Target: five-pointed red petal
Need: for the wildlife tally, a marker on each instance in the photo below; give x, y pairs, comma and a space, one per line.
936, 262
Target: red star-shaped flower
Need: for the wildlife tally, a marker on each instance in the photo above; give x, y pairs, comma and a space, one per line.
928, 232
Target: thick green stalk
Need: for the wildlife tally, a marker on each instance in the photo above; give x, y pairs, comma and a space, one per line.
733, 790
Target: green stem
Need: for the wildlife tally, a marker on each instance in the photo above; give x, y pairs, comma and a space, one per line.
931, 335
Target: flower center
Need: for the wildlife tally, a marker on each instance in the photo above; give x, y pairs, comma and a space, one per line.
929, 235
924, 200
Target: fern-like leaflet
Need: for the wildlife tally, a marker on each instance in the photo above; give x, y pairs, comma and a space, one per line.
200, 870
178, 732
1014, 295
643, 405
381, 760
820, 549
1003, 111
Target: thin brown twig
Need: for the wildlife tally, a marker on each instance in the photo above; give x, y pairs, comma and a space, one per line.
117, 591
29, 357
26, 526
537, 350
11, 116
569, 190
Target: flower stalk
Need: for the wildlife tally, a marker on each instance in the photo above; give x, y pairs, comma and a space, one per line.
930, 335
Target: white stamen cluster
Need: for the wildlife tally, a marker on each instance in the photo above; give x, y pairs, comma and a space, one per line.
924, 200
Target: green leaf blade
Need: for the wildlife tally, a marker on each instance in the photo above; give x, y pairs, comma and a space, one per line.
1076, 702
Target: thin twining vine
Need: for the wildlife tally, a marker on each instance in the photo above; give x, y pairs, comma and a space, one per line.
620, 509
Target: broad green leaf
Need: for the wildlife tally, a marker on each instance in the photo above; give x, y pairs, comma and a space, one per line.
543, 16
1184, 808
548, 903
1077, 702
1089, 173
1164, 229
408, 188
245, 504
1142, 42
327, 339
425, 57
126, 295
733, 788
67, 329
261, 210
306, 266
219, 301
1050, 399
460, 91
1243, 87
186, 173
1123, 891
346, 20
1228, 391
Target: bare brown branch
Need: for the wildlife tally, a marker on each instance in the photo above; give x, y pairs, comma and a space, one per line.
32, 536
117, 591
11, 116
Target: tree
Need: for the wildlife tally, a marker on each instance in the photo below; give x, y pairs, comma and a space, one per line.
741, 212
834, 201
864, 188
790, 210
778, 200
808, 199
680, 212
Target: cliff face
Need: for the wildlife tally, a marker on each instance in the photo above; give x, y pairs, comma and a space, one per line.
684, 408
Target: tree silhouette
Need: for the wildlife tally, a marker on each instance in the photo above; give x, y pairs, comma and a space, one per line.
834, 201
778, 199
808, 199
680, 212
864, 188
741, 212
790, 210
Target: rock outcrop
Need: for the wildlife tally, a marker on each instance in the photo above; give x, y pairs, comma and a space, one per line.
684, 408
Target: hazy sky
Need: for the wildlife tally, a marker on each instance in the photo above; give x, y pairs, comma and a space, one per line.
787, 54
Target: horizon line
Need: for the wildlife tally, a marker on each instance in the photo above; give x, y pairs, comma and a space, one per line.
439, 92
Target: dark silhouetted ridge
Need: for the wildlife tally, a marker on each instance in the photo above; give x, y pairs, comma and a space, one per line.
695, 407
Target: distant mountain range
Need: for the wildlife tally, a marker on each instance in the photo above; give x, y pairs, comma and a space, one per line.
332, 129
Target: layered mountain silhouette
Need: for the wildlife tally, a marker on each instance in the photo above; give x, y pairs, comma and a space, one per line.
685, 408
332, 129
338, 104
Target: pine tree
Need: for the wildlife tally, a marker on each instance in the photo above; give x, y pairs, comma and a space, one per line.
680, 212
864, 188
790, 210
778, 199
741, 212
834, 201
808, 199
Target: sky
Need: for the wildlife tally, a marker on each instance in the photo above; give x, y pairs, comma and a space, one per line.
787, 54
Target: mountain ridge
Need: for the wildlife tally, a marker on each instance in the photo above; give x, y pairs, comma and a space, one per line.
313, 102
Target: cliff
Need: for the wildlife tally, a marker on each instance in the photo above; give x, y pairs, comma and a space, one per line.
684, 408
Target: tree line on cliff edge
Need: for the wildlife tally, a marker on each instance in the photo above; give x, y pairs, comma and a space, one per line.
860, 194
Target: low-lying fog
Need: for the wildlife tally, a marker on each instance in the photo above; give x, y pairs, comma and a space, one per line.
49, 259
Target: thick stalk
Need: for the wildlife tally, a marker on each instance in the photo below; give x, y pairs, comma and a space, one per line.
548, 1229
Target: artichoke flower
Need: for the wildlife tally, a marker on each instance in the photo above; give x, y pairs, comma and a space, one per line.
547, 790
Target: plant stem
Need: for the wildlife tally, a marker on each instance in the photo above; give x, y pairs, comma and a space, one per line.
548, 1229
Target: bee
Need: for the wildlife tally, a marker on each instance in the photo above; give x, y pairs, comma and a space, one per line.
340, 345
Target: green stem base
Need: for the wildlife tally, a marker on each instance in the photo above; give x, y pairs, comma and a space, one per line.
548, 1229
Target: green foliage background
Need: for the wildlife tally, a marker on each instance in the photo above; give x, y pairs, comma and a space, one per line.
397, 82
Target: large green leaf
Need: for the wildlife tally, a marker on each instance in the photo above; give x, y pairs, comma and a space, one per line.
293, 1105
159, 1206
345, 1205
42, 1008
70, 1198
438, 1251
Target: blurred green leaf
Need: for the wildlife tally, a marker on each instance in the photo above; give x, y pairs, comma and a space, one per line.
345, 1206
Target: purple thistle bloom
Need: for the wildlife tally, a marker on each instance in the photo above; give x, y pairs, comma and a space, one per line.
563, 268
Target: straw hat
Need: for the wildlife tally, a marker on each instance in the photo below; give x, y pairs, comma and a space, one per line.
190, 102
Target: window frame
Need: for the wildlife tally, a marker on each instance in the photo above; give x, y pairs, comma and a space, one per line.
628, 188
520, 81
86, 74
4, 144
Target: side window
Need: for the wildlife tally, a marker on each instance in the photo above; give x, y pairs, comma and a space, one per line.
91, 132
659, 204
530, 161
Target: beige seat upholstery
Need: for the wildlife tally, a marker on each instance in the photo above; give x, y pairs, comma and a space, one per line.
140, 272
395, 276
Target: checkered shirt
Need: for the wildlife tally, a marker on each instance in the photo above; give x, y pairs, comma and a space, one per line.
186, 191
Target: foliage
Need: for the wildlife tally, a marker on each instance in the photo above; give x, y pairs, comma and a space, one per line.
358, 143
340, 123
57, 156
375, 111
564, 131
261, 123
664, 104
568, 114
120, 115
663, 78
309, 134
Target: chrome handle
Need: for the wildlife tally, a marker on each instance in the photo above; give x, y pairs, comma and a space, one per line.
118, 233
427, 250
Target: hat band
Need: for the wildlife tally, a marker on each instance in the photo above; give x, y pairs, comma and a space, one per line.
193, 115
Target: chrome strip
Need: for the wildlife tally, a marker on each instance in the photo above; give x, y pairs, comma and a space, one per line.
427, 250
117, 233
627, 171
+---+
Task statement: Once you have read the data, copy all of it out exactly.

Exercise answer:
Target: five-pointed red petal
Need: for the wildlife tally, a marker on each instance in the photo below; give x, y pairs, comma and a space, one per line.
936, 262
Target: red star-shaped flower
Need: for the wildlife tally, a marker on each instance in the photo above; give x, y pairs, comma and a space, one per line.
928, 232
Target: thick green stalk
Need: for the wildlife tally, a marker on each instance in the photo above; give x, y pairs, comma and a space, one per line.
733, 790
Target: green stem
Need: for the wildlife tally, a marker on each instance in the photo above; give x, y pairs, comma and a space, one per line.
931, 335
Target: flower center
Need: for the wildlife tally, a marker on each instance in the photo above; give x, y pairs, comma and a space, one per line.
929, 235
924, 200
Target: fern-like leaflet
Need: for the wildlife tally, a marker on each instance in the photo above; give x, y pairs, comma and a space, one per line.
200, 870
178, 732
1014, 295
643, 405
381, 760
820, 549
1003, 111
Target: thin brown twig
Need: for the wildlife tally, a marker on each instance in the photo above; give x, y pairs, comma and a space, one per line.
117, 591
29, 357
26, 526
537, 350
11, 116
569, 190
Target: flower stalk
Need: for the wildlife tally, a marker on each instance in the photo above; give x, y pairs, comma and a space, one per line.
930, 335
Target: white stamen cluster
Need: for the wildlife tally, a marker on each instance in the photo above; give x, y pairs, comma and a space, one per line.
924, 200
Target: green leaf blade
Need: for the wildlife tally, a marker on each instance in the photo above; give x, y pairs, comma and a space, one per line.
1076, 702
Target: thin twining vine
Need: for the wildlife tally, a marker on each instance in the photo above; give x, y pairs, comma and a space, one per line.
620, 509
Target: broad green leaf
Need: for the wildlife tally, a marker on each instance in the photo above; give x, y pairs, comma and a space, one per line.
543, 16
1184, 808
548, 903
1077, 702
1089, 173
1164, 229
408, 188
245, 504
1142, 42
327, 339
425, 57
126, 295
733, 788
67, 329
261, 210
306, 266
219, 301
1050, 399
460, 91
1243, 87
186, 173
1123, 891
346, 20
1228, 391
Target: bare brown branch
Need: for the wildlife tally, a marker on each instance in the photo above; give x, y pairs, comma and a space, one per line.
32, 536
117, 591
11, 116
Target: tree
Need: for the wildlife tally, a marker on each instance in the photo below; give x, y pairs, comma and a space, one per line.
741, 212
834, 201
864, 188
790, 210
778, 200
808, 199
680, 212
Target: cliff face
Need: for the wildlife tally, a marker on each instance in the photo above; give x, y pairs, comma and a space, one per line.
684, 408
Target: tree silhouette
Need: for the wildlife tally, a marker on each instance in the photo above; give x, y pairs, comma and a space, one per line.
834, 201
778, 199
808, 199
680, 212
864, 188
741, 212
790, 210
Target: rock outcrop
Need: for the wildlife tally, a marker on each instance in the photo above; give x, y pairs, comma and a space, one per line.
684, 408
Target: hazy sky
Need: for the wildlife tally, a marker on each instance in the photo above; give x, y pairs, comma and a space, one per line.
787, 54
Target: horizon line
Need: for the wildlife tally, a marker on each instance in the photo above; give x, y pairs, comma and a space, one per line.
439, 92
Target: dark silhouetted ridge
Need: for the wildlife tally, a marker on each instance in the photo above; give x, y pairs, comma and a space, one per line.
695, 407
Target: distant mountain range
Need: for the wildlife tally, a marker on each instance in the photo above; give x, y pairs, comma and a space, one per line.
332, 129
Target: layered mountain silhouette
Need: for the wildlife tally, a marker on each instance in the photo above; give x, y pairs, comma and a space, one per line.
685, 408
332, 129
338, 104
Target: pine tree
Need: for the wildlife tally, a marker on each instance in the photo above; give x, y pairs, comma and a space, one per line.
680, 212
864, 188
790, 210
778, 199
741, 212
834, 201
808, 199
Target: sky
Need: for the wildlife tally, a marker on each instance in the photo above; give x, y pairs, comma and a space, one per line.
787, 54
Target: mountain ridge
Need: for the wildlife tally, a marker on each instance in the photo above; give x, y pairs, comma and a space, one per line.
313, 102
Target: cliff
Need: for the wildlife tally, a marker on each instance in the photo above; give x, y pairs, comma and a space, one per line.
684, 408
Target: tree line on cliff edge
Need: for the wildlife tally, a marker on each instance in the photo above; give x, y pairs, comma and a space, one per line.
860, 194
Target: low-lying fog
Need: for the wildlife tally, a marker on each instance in the photo above; give x, y pairs, comma and a space, one per line.
49, 259
Target: thick stalk
Need: for the wildlife tally, a marker on each instance in the photo below; give x, y pairs, comma and a space, one per line.
548, 1229
Target: artichoke flower
Need: for the wildlife tally, a marker on each instance in the photo above; give x, y pairs, comma and a space, one per line.
547, 790
Target: plant stem
Need: for the wildlife tally, a marker on each instance in the photo above; give x, y pairs, comma and a space, one per line.
548, 1229
Target: bee
Need: for the wildlife tally, a marker on each instance in the photo above; give x, y pairs, comma and a space, one per line.
340, 345
Target: green stem base
Need: for the wildlife tally, a marker on each instance in the photo above; give x, y pairs, comma and a space, one per line.
548, 1229
Target: green foliage background
Need: for the wildlife tally, a marker on each instance in the photo above; give x, y pairs, comma and a space, one per line.
397, 82
Target: large green leaf
Need: for the wildlife tally, a marker on each instance in the photo above; give x, y pairs, comma and a space, one per line.
293, 1105
159, 1206
345, 1205
42, 1008
70, 1198
438, 1251
Target: blurred green leaf
Need: for the wildlife tally, a marker on each instance in the photo above; give x, y pairs, comma and a space, one per line.
345, 1206
Target: purple thistle bloom
Need: for the wildlife tally, a marker on each instance in the photo above; give x, y pairs, comma and a space, one per line.
563, 268
Target: straw hat
Need: for the wildlife tally, a marker on each instance in the photo below; give x, y pairs, comma and a space, one per line.
190, 102
Target: window frame
Need: for the wildlife tally, a marker on each instance in the photo above; give x, y pairs, comma and a space, one per line.
628, 188
520, 81
86, 74
4, 144
Target: side window
Need: for the wildlife tally, a marker on each instance in the photo above; give x, y pairs, comma and a space, one per line.
91, 132
659, 204
530, 161
Target: beige seat upholstery
Need: for the wildlife tally, a marker on each instance in the photo above; give x, y pairs, comma and a space, one per line.
140, 272
395, 276
Target: checkered shirt
Need: for the wildlife tally, a marker on each instance in the photo above; give x, y pairs, comma and a space, one per line.
186, 191
Target: foliage
Need: for the wildlife tally, a marker on each instance in the photo above; give x, y pairs, comma and a space, one per line.
358, 143
340, 123
57, 156
375, 111
564, 131
261, 123
664, 104
568, 114
120, 115
663, 78
309, 134
Target: chrome handle
Need: for the wildlife tally, a marker on each instance in the photo above; give x, y pairs, comma and a space, one per line.
118, 233
427, 250
Target: hat band
Need: for the wildlife tally, a marker on each instance in the photo above; give x, y pairs, comma and a space, one per line.
193, 115
Target: chrome strip
Need: for the wildlife tally, a marker on each instance in the photo above; give x, y pairs, comma and a space, one per line.
427, 250
117, 233
627, 171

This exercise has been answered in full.